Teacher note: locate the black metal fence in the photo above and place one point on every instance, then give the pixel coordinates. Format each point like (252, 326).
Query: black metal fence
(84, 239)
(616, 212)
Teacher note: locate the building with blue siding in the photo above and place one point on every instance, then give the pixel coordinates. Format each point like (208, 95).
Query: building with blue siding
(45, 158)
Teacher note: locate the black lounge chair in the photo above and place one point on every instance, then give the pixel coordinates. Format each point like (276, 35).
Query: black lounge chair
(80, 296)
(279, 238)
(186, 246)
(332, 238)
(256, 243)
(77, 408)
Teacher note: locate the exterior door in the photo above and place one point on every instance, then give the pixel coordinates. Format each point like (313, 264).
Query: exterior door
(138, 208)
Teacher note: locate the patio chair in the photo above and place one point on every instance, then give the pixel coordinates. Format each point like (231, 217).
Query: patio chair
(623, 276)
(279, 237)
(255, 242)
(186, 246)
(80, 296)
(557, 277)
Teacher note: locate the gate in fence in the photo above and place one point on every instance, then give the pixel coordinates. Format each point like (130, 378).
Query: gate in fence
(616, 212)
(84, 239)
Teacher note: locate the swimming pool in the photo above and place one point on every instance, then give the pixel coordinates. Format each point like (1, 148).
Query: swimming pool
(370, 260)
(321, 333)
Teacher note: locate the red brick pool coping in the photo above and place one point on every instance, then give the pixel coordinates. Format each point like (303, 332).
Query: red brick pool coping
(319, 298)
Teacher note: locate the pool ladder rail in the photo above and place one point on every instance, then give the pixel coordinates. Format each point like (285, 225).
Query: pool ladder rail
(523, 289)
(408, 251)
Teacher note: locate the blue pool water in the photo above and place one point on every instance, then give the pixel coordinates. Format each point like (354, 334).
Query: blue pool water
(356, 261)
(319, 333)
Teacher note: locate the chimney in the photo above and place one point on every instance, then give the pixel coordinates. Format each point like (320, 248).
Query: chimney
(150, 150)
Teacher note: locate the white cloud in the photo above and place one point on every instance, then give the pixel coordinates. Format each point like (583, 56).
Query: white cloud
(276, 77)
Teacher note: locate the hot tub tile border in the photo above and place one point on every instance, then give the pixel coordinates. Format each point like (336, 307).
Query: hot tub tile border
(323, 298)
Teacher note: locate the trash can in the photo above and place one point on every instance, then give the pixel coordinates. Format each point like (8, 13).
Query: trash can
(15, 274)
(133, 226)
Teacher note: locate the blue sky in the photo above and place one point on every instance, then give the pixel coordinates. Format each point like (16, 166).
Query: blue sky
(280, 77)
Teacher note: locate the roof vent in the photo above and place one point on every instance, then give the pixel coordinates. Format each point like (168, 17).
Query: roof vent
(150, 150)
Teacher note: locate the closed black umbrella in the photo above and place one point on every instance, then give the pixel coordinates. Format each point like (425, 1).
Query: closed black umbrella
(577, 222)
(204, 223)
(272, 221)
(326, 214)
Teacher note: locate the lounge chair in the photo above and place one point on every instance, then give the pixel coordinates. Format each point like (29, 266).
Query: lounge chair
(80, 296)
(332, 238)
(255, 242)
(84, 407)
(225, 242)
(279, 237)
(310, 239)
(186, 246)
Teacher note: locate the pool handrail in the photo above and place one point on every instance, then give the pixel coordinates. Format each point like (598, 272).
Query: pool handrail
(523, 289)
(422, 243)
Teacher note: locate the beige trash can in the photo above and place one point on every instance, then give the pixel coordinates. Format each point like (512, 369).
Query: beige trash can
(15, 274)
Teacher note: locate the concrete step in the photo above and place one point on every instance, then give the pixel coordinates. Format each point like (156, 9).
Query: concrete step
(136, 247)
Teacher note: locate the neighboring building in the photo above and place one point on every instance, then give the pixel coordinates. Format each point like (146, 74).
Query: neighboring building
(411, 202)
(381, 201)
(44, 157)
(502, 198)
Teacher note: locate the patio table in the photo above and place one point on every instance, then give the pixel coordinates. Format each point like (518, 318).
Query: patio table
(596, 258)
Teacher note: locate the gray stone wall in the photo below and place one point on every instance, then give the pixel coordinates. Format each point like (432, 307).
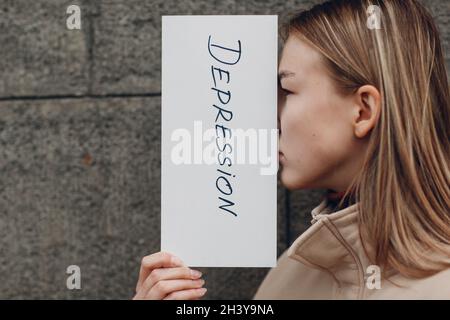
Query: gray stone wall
(80, 146)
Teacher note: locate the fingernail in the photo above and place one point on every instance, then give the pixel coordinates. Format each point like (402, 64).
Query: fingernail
(176, 261)
(196, 274)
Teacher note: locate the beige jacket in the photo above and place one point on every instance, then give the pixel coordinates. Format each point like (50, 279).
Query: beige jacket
(328, 262)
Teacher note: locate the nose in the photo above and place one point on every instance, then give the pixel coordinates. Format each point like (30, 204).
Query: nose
(279, 109)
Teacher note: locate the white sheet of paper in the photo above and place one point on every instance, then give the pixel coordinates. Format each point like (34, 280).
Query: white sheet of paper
(212, 218)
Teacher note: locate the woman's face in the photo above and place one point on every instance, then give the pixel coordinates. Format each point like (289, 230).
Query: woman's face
(317, 144)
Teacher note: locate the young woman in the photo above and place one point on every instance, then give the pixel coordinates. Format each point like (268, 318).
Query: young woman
(364, 111)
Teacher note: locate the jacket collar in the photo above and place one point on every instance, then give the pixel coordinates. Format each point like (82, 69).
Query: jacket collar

■ Your assignment
A verbatim transcription of the records, pictures excluded, is the required output.

■ Answer section
Teacher note: locate the black metal fence in the photo above and place one point on every instance, then give the pixel coordinates. Format each point like (252, 326).
Query: black metal fence
(84, 239)
(616, 212)
Teacher note: locate the building with blue siding in the photo above and place one point on every instance, then give the pixel coordinates. Format each point like (208, 95).
Query: building with blue siding
(45, 158)
Teacher note: locate the black lounge chair in the photo above and place one point on every instance, then give the pixel coordinates. Format each point like (276, 35).
Query: black lounge chair
(80, 296)
(279, 238)
(186, 246)
(332, 238)
(256, 243)
(77, 408)
Teacher note: locate the exterior door in the photo above and place one point on every instance, then give the pixel coordinates. Format each point like (313, 264).
Query: exterior door
(138, 208)
Teacher note: locate the patio chair in the photo above and place one point on every instance, then give the pixel coordinates. Format each point like (231, 217).
Query: patio chair
(623, 276)
(279, 237)
(255, 242)
(186, 246)
(80, 296)
(557, 277)
Teacher note: locate the gate in fence in the photo above and place one point on every instance, then give the pixel coordinates. Format each point like (130, 378).
Query: gate in fence
(616, 212)
(84, 239)
Teacher note: locate the swimming pool in the photo above and place one point on every instance, then give the pixel coordinates. Format each point like (1, 148).
Query: swimming pool
(370, 260)
(321, 333)
Teacher note: locate the red brick pool coping in the photo above and place one point on every instance, then give the pixel coordinates. Format each point like (303, 332).
Query: red brick pool coping
(319, 298)
Teacher note: locate the pool ladder rail in the photo above and place one point on every instance, then give the pixel coordinates. Format each point like (285, 225).
Query: pool ladder rail
(523, 289)
(408, 251)
Teacher note: locate the blue pool water in the photo above and place one point on every instance, then give the pixel coordinates. Format each point like (354, 334).
Query: blue pool water
(356, 261)
(319, 333)
Teacher note: locate the chimney in the photo above and place one point on every instance, then give the pixel coordinates. Format each point like (320, 248).
Query: chimney
(150, 150)
Teacher note: locate the white cloud in the photo above and place one point on every instance, then give the pixel coordinates. Format each point like (583, 56).
Query: white cloud
(276, 77)
Teacher note: locate the hot tub tile border in the photo above and place one point on every instance, then give the pixel coordinates. Format each point like (336, 307).
Query: hot tub tile border
(323, 298)
Teacher note: locate the trash can in the photo above and place one point on every instance, then give the pixel coordinates. Format each point like (8, 13).
Query: trash can
(15, 274)
(133, 226)
Teacher note: locate the blue sky in the photo above and place one point on every instance, then give the pixel coordinates. Format each point like (16, 166).
Query: blue sky
(280, 77)
Teacher note: locate the roof vent in the photo above and place one point on every instance, then give the pixel coordinates. Format each point like (168, 17).
Query: roof vent
(150, 150)
Teacher note: locate the closed black umbrella in the photo above and place one point on every instance, then give the pixel coordinates. Format each point like (425, 1).
Query: closed black umbrella
(577, 222)
(204, 223)
(272, 221)
(326, 214)
Teacher note: locate the lounge chair in the photo above and place one point on every instance, then give the pixel coordinates. Format each point like (29, 266).
Query: lounge chair
(80, 296)
(332, 238)
(255, 242)
(84, 407)
(225, 242)
(279, 237)
(310, 239)
(186, 246)
Teacher note: locate the pool handrail in the photo above and place one point on every instance, then give the pixel coordinates. Format each point like (598, 272).
Query: pool handrail
(523, 289)
(422, 243)
Teacher note: locate the beige trash can in the photo above and place one point on every instance, then give the pixel coordinates. Format each point like (512, 369).
Query: beige trash can
(15, 274)
Teacher note: locate the concrete step in the photo above and place one point on every instance, then give the pixel coordinates. Format each point like (156, 9).
Query: concrete step
(136, 247)
Teacher note: locate the neighboring building in the photo above and place one point on every instance, then give the pixel coordinates. Format each point like (146, 74).
Query: neighboring building
(411, 202)
(381, 201)
(44, 157)
(502, 198)
Teacher note: locate the patio table in the photo above and place one point on every instance, then give the pixel coordinates. Format each point like (518, 318).
Query: patio table
(596, 258)
Teacher note: locate the gray stone wall in the photo below and place one point on every instance, then give the pixel coordinates. Format each point like (432, 307).
Query: gray stone wall
(80, 146)
Teacher note: locate the fingernail in the photo above and place one point on every instance, then give the pixel coordinates. Format each point like (402, 64).
Query: fingernail
(176, 261)
(196, 274)
Teacher note: locate the beige jacket in the photo above and place one point on every instance, then give the pixel coordinates. Format each point like (50, 279).
Query: beige jacket
(328, 262)
Teacher note: locate the nose in the photo above and place one point on every instance, then give the pixel coordinates. Format each point like (30, 204).
Query: nose
(279, 109)
Teacher note: locate the white sheet of paper in the photo above and place one point on every instance, then give the pixel coordinates. Format each point like (34, 280).
Query: white sheet of paper
(212, 218)
Teacher note: locate the woman's face in the photo above and place one point on every instance, then give the pixel coordinates. Format each point like (289, 230).
Query: woman's face
(317, 144)
Teacher note: locate the young woman in the photo above and place one point on every instance, then give the pixel coordinates. Format each point like (268, 318).
Query: young woman
(364, 111)
Teacher note: locate the jacket collar in the photo above and place one point on every instance, then give the pixel coordinates. Format each point like (82, 69).
Query: jacket collar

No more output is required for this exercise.